## [Excerpt to read]
The most promising thing I find from this one is that it is still growing. If you look at content, apparently if you look at Alexa, it didn't stop after World IPv6 Launch, there are still people putting AAAA records up for their content.
We also looked at the relative performance of v4 and
v6 during World IPv6 Launch, and this is only for the 50 vantage points and the 50 websites we tracked. So what we did was for every 10-minute interval we looked at the minimum RTT in IPv4, what's the minimum in IPv6, we look at the difference, and divide that by the fastest protocol, so you get a percentage of -- so is IPv6 10 per cent faster, is IPv4 10 per cent faster? For each combination of source destination, that gives us a single value and then we add it up over the whole day and come to this histogram.
What you see here, the big thing is there's a big spike in the middle, meaning in the majority of cases v4 and v6 had equal performance.
If you have to pick a winner, if you really have to, it's going to be v4 because you see the left side of the histogram is slightly bigger and bulkier. Because this solution had very long tails, I binned up everything that was over 250 per cent performance difference, and there you see quite a difference, in 8 per cent of the cases we saw v4 being faster, in 2 per cent of the cases we saw v6 being over 250 per cent faster.
Looking into it a little bit, this turns out to be caused mainly by big content being in lots of different data centres and some data centres being v6 enabled and others not.
So as an example, I'm in South America and there's a big Datacentre right next to me that's v4 only, and then the same content provider has a Datacentre in North America that is v6 enabled. So that content provider gives me an A and a AAAA, for v4 it's next to me but for v6 it is in North America, so of course you cannot change the laws of physics, so the speed of light, of course, my v4 is going to perform faster. I expect this to get better if the bigger content providers turn up v6 on all their data centres.
We were also looking at it a little bit from are things that are close together different from things that are far away from each other? What we did was we took the same data and split it out by, you have IPv4 and IPv6 under 50 milliseconds or everything else, so at least one was over 50 milliseconds.

## [Supplied data]
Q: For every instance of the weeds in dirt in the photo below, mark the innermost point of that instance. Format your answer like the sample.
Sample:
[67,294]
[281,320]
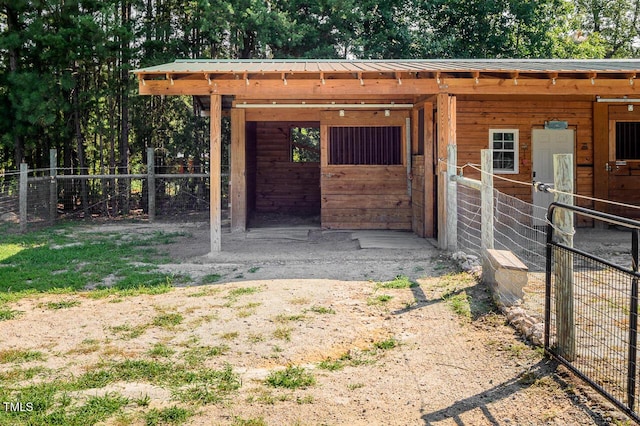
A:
[290,378]
[168,320]
[254,421]
[379,300]
[282,333]
[160,350]
[400,281]
[171,415]
[322,310]
[211,278]
[62,304]
[8,314]
[12,356]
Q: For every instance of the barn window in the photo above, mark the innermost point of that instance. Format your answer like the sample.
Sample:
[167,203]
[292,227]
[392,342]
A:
[305,144]
[365,145]
[504,143]
[627,140]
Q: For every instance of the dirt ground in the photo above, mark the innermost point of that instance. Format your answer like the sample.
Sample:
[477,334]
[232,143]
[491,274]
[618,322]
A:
[313,301]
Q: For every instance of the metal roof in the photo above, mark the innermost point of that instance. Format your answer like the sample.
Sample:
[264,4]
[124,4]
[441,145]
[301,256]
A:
[252,66]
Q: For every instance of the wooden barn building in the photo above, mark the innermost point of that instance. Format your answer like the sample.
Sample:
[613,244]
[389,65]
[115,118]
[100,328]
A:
[363,143]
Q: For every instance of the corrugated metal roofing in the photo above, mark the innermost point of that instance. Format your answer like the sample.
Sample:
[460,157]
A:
[252,66]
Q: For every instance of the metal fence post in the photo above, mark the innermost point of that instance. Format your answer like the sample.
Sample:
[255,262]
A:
[53,185]
[487,201]
[563,271]
[151,184]
[452,199]
[24,186]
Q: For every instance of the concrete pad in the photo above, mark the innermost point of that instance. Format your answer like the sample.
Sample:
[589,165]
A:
[386,239]
[300,233]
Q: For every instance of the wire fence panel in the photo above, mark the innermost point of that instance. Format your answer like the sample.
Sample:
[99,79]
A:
[516,230]
[469,220]
[591,318]
[9,197]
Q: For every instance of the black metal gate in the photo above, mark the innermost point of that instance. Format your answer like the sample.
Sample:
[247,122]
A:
[591,310]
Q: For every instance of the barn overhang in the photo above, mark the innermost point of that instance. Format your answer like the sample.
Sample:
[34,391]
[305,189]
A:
[268,86]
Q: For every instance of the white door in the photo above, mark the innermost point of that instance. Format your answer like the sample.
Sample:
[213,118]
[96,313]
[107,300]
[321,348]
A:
[545,144]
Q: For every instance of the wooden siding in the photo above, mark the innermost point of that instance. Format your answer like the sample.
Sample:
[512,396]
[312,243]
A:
[476,117]
[365,197]
[417,196]
[282,185]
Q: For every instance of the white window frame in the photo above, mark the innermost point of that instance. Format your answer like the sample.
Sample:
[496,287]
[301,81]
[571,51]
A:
[515,149]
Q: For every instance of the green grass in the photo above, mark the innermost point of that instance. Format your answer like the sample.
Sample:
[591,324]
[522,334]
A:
[167,416]
[62,304]
[168,320]
[290,378]
[400,281]
[45,260]
[322,310]
[16,356]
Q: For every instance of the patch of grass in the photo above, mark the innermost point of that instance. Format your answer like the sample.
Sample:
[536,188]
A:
[242,291]
[211,278]
[62,304]
[254,421]
[197,355]
[128,331]
[231,335]
[379,300]
[332,365]
[290,378]
[282,333]
[168,320]
[459,302]
[17,355]
[160,351]
[386,344]
[167,416]
[400,281]
[281,318]
[322,310]
[211,386]
[8,314]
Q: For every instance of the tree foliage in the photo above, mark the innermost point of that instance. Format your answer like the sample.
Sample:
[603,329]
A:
[65,65]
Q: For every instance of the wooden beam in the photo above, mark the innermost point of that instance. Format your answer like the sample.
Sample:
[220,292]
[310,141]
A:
[446,135]
[238,171]
[215,173]
[350,88]
[600,154]
[429,177]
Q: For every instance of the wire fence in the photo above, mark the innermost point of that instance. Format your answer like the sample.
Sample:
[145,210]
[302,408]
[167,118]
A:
[52,194]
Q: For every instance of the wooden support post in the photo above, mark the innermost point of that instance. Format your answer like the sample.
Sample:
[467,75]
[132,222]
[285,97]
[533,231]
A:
[151,183]
[452,199]
[24,186]
[486,225]
[563,271]
[429,176]
[446,136]
[215,173]
[238,171]
[53,185]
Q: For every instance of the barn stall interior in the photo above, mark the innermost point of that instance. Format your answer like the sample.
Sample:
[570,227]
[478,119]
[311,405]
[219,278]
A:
[363,144]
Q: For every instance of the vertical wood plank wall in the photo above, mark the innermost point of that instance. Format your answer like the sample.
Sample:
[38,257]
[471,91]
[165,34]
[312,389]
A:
[623,183]
[476,117]
[282,185]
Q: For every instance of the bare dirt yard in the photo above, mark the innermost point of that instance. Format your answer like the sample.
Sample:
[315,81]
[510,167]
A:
[306,329]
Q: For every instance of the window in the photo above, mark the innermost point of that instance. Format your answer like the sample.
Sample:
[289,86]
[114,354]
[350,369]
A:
[627,140]
[504,143]
[305,144]
[365,145]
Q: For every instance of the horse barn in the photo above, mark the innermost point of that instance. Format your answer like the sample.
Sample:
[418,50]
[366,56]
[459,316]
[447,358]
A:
[363,143]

## [Exercise aim]
Please continue the talk on IPv4 and IPv6 performance, picking up right after its final sentence.

## [Final result]
What you see in the over 50 milliseconds case is that more of the body of the distribution is in the middle, so things become more similar, where in the under 50 milliseconds you see the huge differences being more pronounced, so it's up to 12 per cent v4 faster, 4 per cent v6 over 250 per cent faster. It's kind of logical because if you are over 50 milliseconds you fill the network for a longer time and it's more likely that things like, taking a submarine cable or path, it's more
likely that things are more equal.
For this performance part, if you look at it numerically, if you define equal performance as being within 20 per cent, it's 10 per cent v6 faster, 62 per cent equal, 28 per cent v4 faster. So there is some difference, not a lot. Happy eyeballs can, of course, take care of the extremes. But it's also true that dual stack means that it does actually give you two chances for the best performance, so to look at it very positively, in 10 per cent of the cases the hosts are significantly better off if they use IPv6, based on these source destination pairs that we have, of course.
We also did HTTP measurements. This is a snapshot from World IPv6 Day. What you see in the rows is the participants, in the columns you see the vantage points.
Green means HTTP fetch was okay, red means it failed, blue, we didn't have IPv6 so we didn't try to fetch over IPv6, orange is DNS error. So the blue lines are basically people that didn't turn up, didn't have AAAA record, so we couldn't fetch.
You see the vertical pattern, that meant one of the vantage points in this particular timeframe had limited IPv6, and if we compare this to IPv4, this just showed slightly more failures than IPv4.
If you are interested in this, there is a YouTube
URL there. That shows all of this for World IPv6 Launch in 165 seconds, I think.
What we got from this is that IPv6 has slightly more reachability problems than IPv4. So what could cause this? I was wondering, how does the outside world see you as a network? Do you have any idea of that? In IPv4 you have a pretty good idea, because if something breaks you get a lot of complaints. In IPv6, there's not a lot of users and we are all being happy eyeballed at the moment, so will you get complaints if IPv6 breaks? It's just going to be the geeks that complain about IPv6. So we thought that RIPE Atlas can help there.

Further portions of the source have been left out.